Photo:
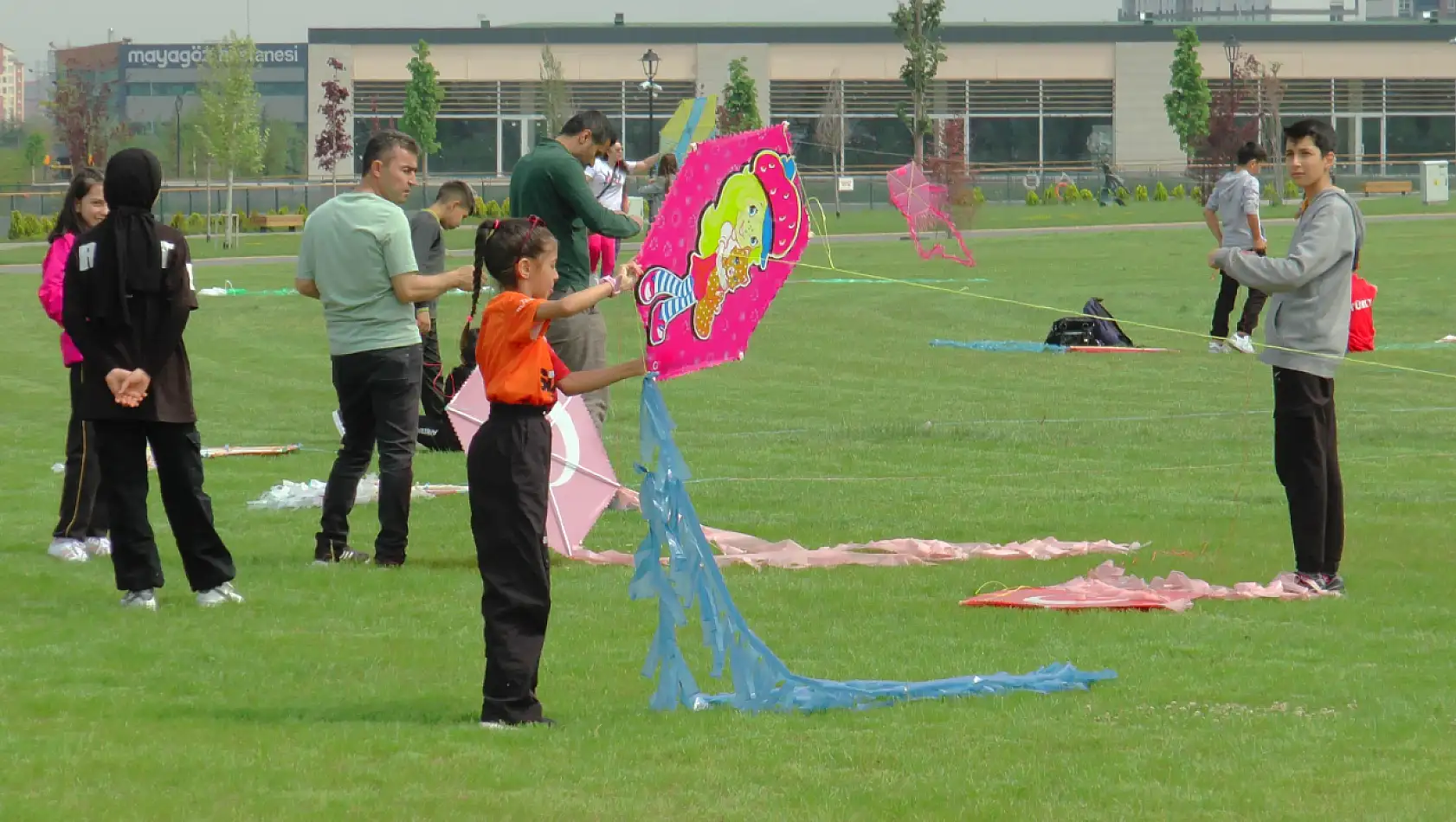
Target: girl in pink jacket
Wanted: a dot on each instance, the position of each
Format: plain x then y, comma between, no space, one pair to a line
83,525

REQUIRED WORK
Leave the pictures out and output the rest of the listing exactly.

WRITTEN ANSWER
Photo:
Target: girl in pink jacket
Wanted: a dot on each instance, the position of each
Format: plain x then y, comma between, no space, one pair to a line
83,525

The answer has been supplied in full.